[Records pointing to named objects]
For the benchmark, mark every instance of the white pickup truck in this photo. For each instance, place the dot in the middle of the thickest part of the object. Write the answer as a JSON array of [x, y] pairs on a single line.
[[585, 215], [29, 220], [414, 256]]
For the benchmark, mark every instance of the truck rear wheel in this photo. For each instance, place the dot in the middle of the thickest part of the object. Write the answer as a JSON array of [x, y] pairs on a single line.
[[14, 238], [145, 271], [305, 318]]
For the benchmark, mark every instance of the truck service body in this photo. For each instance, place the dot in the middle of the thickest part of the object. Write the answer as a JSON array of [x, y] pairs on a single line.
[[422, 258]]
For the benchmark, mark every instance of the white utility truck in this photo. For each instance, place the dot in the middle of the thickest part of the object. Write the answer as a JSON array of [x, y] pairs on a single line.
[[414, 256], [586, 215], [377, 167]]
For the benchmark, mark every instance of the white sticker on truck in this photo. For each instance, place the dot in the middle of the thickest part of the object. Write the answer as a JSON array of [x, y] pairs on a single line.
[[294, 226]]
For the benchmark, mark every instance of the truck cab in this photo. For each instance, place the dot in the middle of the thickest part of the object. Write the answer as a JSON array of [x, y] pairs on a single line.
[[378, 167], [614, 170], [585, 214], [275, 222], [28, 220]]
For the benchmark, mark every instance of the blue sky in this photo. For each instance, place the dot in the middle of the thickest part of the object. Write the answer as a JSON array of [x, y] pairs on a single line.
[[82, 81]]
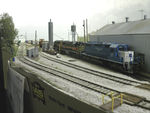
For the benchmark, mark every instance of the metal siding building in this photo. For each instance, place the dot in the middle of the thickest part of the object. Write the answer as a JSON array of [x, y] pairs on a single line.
[[136, 34]]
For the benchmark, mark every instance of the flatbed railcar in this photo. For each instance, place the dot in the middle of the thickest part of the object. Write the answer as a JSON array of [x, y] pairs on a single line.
[[110, 54]]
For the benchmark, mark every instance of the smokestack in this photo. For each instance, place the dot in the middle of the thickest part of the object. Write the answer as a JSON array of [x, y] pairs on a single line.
[[127, 18], [113, 22], [145, 17], [50, 34]]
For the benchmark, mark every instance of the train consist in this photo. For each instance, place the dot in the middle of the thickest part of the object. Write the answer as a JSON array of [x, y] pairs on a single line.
[[110, 54]]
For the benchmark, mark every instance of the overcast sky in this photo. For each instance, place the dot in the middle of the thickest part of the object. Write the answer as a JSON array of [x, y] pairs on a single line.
[[31, 15]]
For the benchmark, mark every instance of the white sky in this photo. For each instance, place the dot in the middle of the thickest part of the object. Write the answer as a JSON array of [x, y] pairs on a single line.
[[31, 15]]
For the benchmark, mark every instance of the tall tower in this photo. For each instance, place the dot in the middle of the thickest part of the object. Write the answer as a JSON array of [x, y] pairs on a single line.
[[50, 34], [73, 30]]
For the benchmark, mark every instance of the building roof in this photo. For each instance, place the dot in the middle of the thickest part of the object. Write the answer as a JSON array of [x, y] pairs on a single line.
[[130, 27]]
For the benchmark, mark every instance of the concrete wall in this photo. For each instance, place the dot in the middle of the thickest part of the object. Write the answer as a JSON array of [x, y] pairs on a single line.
[[42, 97], [139, 43]]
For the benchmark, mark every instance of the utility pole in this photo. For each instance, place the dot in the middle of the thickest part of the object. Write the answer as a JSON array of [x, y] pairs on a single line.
[[1, 61], [84, 29], [1, 68], [35, 37], [87, 30], [2, 88]]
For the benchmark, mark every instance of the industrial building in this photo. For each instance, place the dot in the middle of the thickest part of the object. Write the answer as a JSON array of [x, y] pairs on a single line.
[[134, 33]]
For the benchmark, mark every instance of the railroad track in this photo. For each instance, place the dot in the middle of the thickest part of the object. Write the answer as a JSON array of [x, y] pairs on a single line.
[[86, 84], [94, 72]]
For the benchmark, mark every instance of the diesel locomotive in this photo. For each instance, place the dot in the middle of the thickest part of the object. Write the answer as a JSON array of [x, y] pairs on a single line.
[[110, 54]]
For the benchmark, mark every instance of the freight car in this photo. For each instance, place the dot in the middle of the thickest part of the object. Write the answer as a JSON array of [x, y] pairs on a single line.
[[109, 54]]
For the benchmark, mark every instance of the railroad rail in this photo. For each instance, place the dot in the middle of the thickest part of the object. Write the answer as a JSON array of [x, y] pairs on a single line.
[[141, 102], [94, 72]]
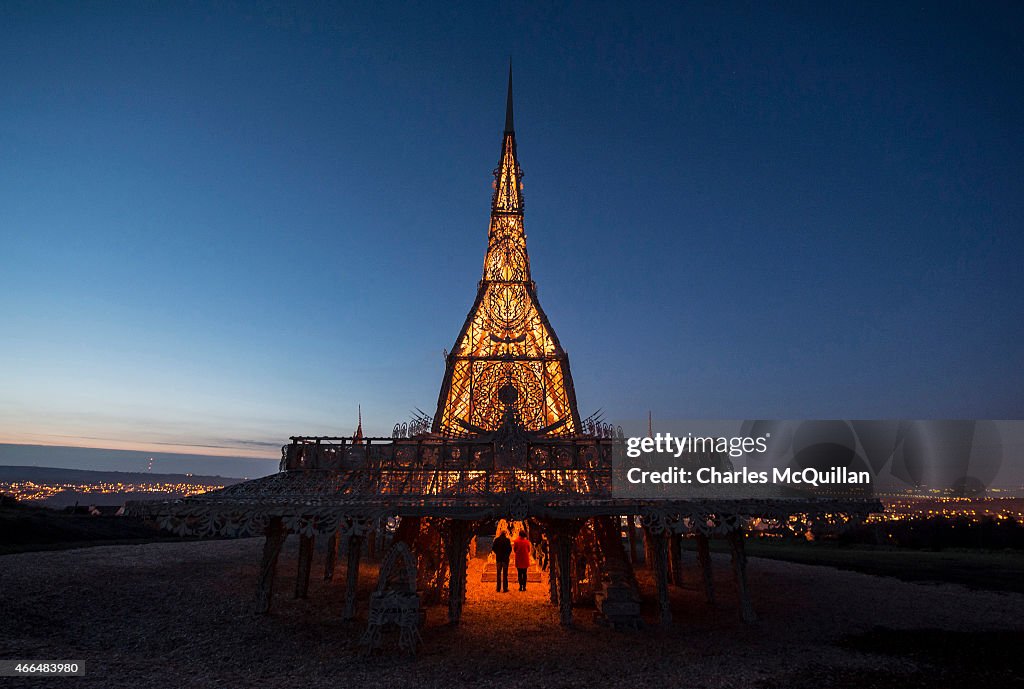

Task to carry out: Can you give every line of the records above as a JSON list of strings, one string per line, skipping blank lines and leaving the pictures out?

Result of this exercise:
[
  "For the benchmark, mark every instance of the white pickup truck in this photo. For each instance, place the dot in the middle of the thickest part of the object. Write the answer as a JSON array of [x, y] pairs on a single line.",
  "[[585, 215], [29, 220], [414, 256]]",
  "For the benchmark, mark every instance of the truck rear wheel in this photo. For each instance, place the dot in the middle of the thickest part of the object. Write the answer as a JSON array of [x, y] pairs on a single line.",
  "[[14, 238], [145, 271], [305, 318]]",
  "For the benchmark, mark every instance of the truck service body in this photo. For each instance, place the dot in the middle of the thickest part of the object. Write the answer as a JSON array of [x, y] pairs on a single line.",
  "[[422, 258]]",
  "For the benchmark, mark every instance of the white utility truck in this photo. For each instance, place the dot in the middle of the thickest part of the object. Write the answer as a JSON array of [x, y] pairs on a single line.",
  "[[414, 256], [586, 215], [377, 167]]",
  "For the benchmark, mark every instance of the white sticker on truck in this photo. For each instance, place the dot in the middle of the thickest part of the object. Write the answer as a JSON array of [x, y] pairs on a single line.",
  "[[294, 226]]",
  "For the benchmark, mark every instance of the truck cab in this photo. For each instance, place the dot in the middle of the thickest part of the object. Write the answer as a JSON array of [x, y] pairs on a single line.",
  "[[378, 167], [614, 170], [585, 214], [275, 222], [28, 220]]",
  "For the benchmark, mark every instance of the blue sky in this photo. For each instance, place the dot in the middle of the thickest part of the object. Write the answer as a JSON array of [x, y] pairs on a single line.",
  "[[82, 81]]",
  "For the benchmark, mark every instance of the metal siding building in this photo. For each instance, place the dot in the middle of the thickest part of the object. Write the answer as a JSON array of [x, y] pairs on a single line.",
  "[[136, 34]]",
  "For the benchmark, mark every instance of the flatbed railcar in this photo. For each instance, place the dot in the middle of the thickest part of the object. Write the answer as a JSON array of [x, y] pairs on a single line.",
  "[[110, 54]]",
  "For the benchmark, mark every instance of the smokestack in this photo. For each instance, place the dot in the middle of the thickest part of the object. Write the answer as a JSON array of [x, y] pairs on a single line.",
  "[[127, 18], [113, 22], [145, 17], [50, 34]]",
  "For the benchmark, mark every instance of the train consist in this photo. For each instance, place the dot in the middle of the thickest part of the object. Write the answer as a JSON array of [x, y] pairs on a single line.",
  "[[110, 54]]",
  "For the benchmark, mark every instance of the overcast sky in this photo. For each instance, place the dot in the middle of the thickest part of the object. Write the answer as a JSON array of [x, y] pairs on a single line.",
  "[[31, 15]]",
  "For the benchmark, mark every instance of the white sky in this photo. For each instance, place the dot in the middle of the thickest part of the object. Write the answer as a JSON array of [x, y] pairs on a single line.",
  "[[31, 15]]",
  "For the benchmark, mark every instance of the tall tower in this photo. For each instance, place the dot in the middle of the thickest part of the object. Write the answer as a JSON array of [x, y] pairs on a single line.",
  "[[50, 34], [73, 30]]",
  "For the benchmark, mark every instance of the building roof in this photo. For each instance, place the dot in the middle of the thickest part of the object. Write the answer as a JSON array of [x, y] pairs on a single line.",
  "[[130, 27]]",
  "For the benchmark, mark every instance of the concrete wall in this photo. For each instance, place the dot in the middle of the thickest part of the object. Write the answer as a JSON array of [x, y] pairs on a single line.",
  "[[42, 97], [139, 43]]",
  "For the benchmark, mark every instance of the utility pole in this photo. For each instance, place the dot in the middle of the thickest part of the object. Write the answer as a JSON array of [x, y] pairs on a single line.",
  "[[1, 61], [84, 29], [1, 68], [35, 37], [87, 30], [2, 88]]",
  "For the benchmark, mark every instance of the industrial building in this photo. For each instance, place the dot in the middle of the thickest part of the object. Write the answer as a JSON array of [x, y] pairs on a single line.",
  "[[134, 33]]",
  "For the benchmark, mark every instance of the railroad track in this photo. For each instance, place the dot in the middle of the thickest part of the object. Write the answer as a JSON array of [x, y] pairs on a single line.",
  "[[86, 84], [94, 72]]",
  "For the benchmark, mark every instance of the diesel locomotive in this photo. For each instance, place the dot in the middle of the thickest part of the object. Write the answer as a JSON array of [x, y] pairs on a single line.",
  "[[110, 54]]",
  "For the benchmark, mark every instance of the freight car in this photo. For each instance, place the dot in the middle of the thickest part of the object. Write the answer as a JSON array of [x, y] pairs on a single line.",
  "[[109, 54]]",
  "For the benchmark, mark every instance of the railroad rail in this photo. For each instance, place the dot in the middle of the thickest part of the object. Write the answer as a JSON array of [x, y] pairs on a single line.",
  "[[141, 102], [94, 72]]"
]